— START OF TASK MATERIAL —

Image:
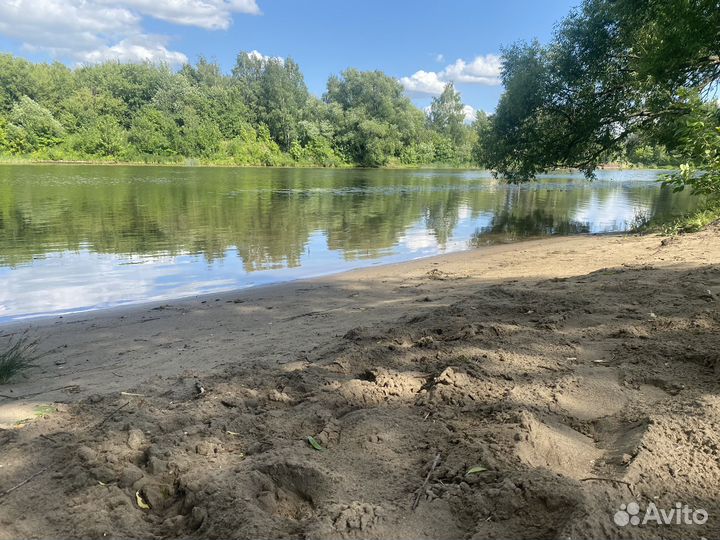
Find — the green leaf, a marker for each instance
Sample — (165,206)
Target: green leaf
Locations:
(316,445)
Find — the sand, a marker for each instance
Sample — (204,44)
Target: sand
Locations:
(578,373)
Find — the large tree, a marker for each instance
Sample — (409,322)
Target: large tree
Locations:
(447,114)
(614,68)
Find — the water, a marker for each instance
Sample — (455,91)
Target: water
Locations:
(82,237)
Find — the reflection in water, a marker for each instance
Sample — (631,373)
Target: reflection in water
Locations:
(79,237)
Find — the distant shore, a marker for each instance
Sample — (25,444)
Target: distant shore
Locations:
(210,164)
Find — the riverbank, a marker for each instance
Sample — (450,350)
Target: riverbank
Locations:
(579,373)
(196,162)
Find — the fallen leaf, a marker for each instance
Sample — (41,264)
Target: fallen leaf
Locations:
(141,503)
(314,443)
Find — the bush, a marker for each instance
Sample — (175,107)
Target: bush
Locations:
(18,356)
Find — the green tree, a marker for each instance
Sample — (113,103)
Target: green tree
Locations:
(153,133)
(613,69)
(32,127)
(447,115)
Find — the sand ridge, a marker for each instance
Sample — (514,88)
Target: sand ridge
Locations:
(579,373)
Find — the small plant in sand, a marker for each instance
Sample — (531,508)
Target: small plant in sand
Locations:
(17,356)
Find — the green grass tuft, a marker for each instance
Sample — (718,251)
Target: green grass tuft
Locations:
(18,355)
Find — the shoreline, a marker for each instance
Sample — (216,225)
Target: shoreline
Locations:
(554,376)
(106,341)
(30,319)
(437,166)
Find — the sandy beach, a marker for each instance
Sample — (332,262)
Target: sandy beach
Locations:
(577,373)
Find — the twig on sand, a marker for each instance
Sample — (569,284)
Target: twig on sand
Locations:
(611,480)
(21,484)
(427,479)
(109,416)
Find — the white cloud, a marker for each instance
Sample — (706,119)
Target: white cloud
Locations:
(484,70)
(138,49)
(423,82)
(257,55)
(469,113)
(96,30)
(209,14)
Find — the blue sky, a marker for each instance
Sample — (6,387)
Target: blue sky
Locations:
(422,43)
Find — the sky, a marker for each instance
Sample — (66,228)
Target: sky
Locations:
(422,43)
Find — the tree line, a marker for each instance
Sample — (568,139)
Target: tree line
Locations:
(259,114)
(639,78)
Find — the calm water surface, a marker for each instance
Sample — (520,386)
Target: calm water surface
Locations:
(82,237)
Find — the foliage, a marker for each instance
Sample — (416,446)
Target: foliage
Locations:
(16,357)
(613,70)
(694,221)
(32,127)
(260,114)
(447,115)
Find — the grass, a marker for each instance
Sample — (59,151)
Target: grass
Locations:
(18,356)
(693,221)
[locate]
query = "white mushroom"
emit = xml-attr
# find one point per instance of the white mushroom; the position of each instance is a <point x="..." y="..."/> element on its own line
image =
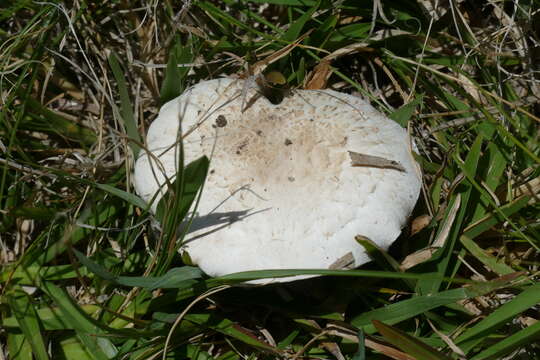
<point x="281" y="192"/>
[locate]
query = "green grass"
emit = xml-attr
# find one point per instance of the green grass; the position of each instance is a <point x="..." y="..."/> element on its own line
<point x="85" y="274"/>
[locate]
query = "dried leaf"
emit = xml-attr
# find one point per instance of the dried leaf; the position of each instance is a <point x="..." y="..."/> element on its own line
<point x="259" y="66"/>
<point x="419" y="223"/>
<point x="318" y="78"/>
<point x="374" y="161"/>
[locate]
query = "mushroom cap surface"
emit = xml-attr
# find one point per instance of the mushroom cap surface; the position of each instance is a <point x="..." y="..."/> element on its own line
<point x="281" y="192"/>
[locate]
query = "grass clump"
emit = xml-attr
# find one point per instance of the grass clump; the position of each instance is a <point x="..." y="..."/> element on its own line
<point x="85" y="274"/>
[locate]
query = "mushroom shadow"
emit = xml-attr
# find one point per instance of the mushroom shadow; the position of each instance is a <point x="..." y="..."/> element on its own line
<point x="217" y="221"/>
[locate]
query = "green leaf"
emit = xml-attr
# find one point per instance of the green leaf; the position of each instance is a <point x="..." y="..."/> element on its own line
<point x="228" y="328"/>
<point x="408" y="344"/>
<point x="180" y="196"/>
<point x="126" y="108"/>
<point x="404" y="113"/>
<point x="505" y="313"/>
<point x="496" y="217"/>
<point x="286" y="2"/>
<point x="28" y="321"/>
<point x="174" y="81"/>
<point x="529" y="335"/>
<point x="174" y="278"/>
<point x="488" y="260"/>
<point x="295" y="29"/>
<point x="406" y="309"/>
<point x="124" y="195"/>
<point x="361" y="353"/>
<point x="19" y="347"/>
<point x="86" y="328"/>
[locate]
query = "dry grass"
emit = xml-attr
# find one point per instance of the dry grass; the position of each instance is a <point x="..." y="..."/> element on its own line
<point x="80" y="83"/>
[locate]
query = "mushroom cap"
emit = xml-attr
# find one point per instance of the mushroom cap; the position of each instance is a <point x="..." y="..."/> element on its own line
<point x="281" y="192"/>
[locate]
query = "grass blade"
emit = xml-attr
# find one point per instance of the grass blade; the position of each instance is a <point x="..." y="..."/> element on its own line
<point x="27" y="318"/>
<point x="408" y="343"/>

— END OF TASK MATERIAL —

* [TASK TO COMPLETE]
Print the complete listing exactly as it stands, without its pictures.

* [THE RESULT]
Image:
Find — the green leaf, a marker for each instance
Sample — (165,206)
Target: green leaf
Locations:
(316,445)
Find — the sand, a marker for each instance
Sample — (204,44)
Target: sand
Locations:
(578,373)
Find — the large tree, a marker for each instance
Sample — (409,322)
Target: large tree
Locations:
(447,114)
(614,68)
Find — the water, a marker for each instance
Sample — (455,91)
Target: water
Locations:
(82,237)
Find — the reflection in water, a marker for each instance
Sample — (631,373)
Target: reflection in water
Locations:
(79,237)
Find — the distant shore, a marker for each instance
Sample — (25,444)
Target: distant shore
Locations:
(210,164)
Find — the riverbank, a marker for each instance
Sample — (450,350)
Target: riverbank
Locations:
(579,373)
(196,162)
Find — the fallen leaf, a marker for each instance
Sample — (41,264)
Target: fallen leaf
Locations:
(141,503)
(314,443)
Find — the bush, a marker for each instance
Sample — (175,107)
Target: bush
Locations:
(18,356)
Find — the green tree, a marker for each instance
Sample — (113,103)
Target: green tree
Locations:
(153,133)
(613,69)
(32,127)
(447,115)
Find — the sand ridge, a marker for each instance
Sample — (514,88)
Target: sand ridge
Locations:
(579,373)
Find — the small plant in sand, a marker for each instance
Sample — (531,508)
Target: small plant in sand
Locations:
(17,356)
Find — the green grass tuft, a marker for each instance
Sample — (718,251)
Target: green grass tuft
Locations:
(18,355)
Find — the shoreline, a marker for each instance
Sample — (216,225)
Target: shoreline
Locations:
(554,376)
(106,341)
(30,319)
(437,166)
Find — the sandy beach, a marker for each instance
Sample — (332,262)
Target: sandy beach
Locations:
(577,373)
Find — the twig on sand, a marker for each instance
Sample — (569,284)
Target: twig on sand
Locations:
(611,480)
(21,484)
(427,479)
(109,416)
Find — the white cloud, a marker for each instance
Sample — (706,119)
Target: white cloud
Locations:
(484,70)
(138,49)
(423,82)
(257,55)
(469,113)
(96,30)
(209,14)
Find — the blue sky, a marker for each instance
Sample — (6,387)
Target: blue sky
Locations:
(422,43)
Find — the sky, a marker for each instance
Sample — (66,228)
Target: sky
Locations:
(422,43)
Find — the tree line, a marker for each instance
Sample — (568,139)
Target: tree line
Locations:
(259,114)
(639,78)
Find — the calm water surface, a marker for each instance
Sample — (520,386)
Target: calm water surface
Locations:
(82,237)
Find — the foliage, a marker for each instance
Sample — (416,446)
Target: foliage
Locations:
(16,357)
(613,70)
(694,221)
(32,127)
(260,114)
(447,115)
Find — the grass, a marker for each instance
Sample — (59,151)
Target: grass
Locations:
(18,356)
(693,221)
[locate]
query = "white mushroom"
emit = xml-attr
# find one point per instance of the white mushroom; the position of each instance is a <point x="..." y="..."/> element on its own line
image =
<point x="281" y="192"/>
[locate]
query = "green grass"
emit = xml-attr
# find one point per instance of the green grass; the position of each instance is a <point x="..." y="..."/> element on its own line
<point x="85" y="274"/>
[locate]
query = "dried leaf"
emit = xml-attr
# find one point per instance of the dried leaf; the position of each instance is a <point x="..." y="..."/> element on its own line
<point x="259" y="66"/>
<point x="419" y="223"/>
<point x="318" y="78"/>
<point x="374" y="161"/>
[locate]
query = "mushroom cap surface"
emit = xml-attr
# find one point per instance of the mushroom cap surface; the position of each instance is a <point x="..." y="..."/> element on its own line
<point x="281" y="192"/>
[locate]
query = "grass clump"
emit = xml-attr
# find one point per instance of the grass clump; the position of each instance is a <point x="..." y="..."/> element on its own line
<point x="85" y="274"/>
[locate]
query = "mushroom shadow"
emit = xml-attr
# find one point per instance of the mushroom shadow; the position of each instance is a <point x="..." y="..."/> element on its own line
<point x="217" y="221"/>
[locate]
query = "green leaf"
emit = xml-attr
# find one point per instance of the green leaf; the position of each instance is a <point x="..." y="..."/> element on its own line
<point x="228" y="328"/>
<point x="408" y="344"/>
<point x="180" y="196"/>
<point x="126" y="108"/>
<point x="404" y="113"/>
<point x="505" y="313"/>
<point x="496" y="217"/>
<point x="286" y="2"/>
<point x="28" y="321"/>
<point x="174" y="81"/>
<point x="529" y="335"/>
<point x="174" y="278"/>
<point x="488" y="260"/>
<point x="295" y="29"/>
<point x="406" y="309"/>
<point x="124" y="195"/>
<point x="361" y="353"/>
<point x="19" y="347"/>
<point x="86" y="328"/>
[locate]
query = "dry grass"
emit = xml-attr
# find one point per instance of the dry grass; the position of each instance is a <point x="..." y="..."/> element on its own line
<point x="80" y="83"/>
[locate]
query = "mushroom cap"
emit = xml-attr
# find one point per instance of the mushroom cap; the position of each instance is a <point x="..." y="..."/> element on its own line
<point x="281" y="192"/>
[locate]
query = "grass blade"
emit = xml-attr
# find one point per instance of the grass blade; the position of each instance is a <point x="..." y="..."/> element on its own line
<point x="27" y="318"/>
<point x="408" y="343"/>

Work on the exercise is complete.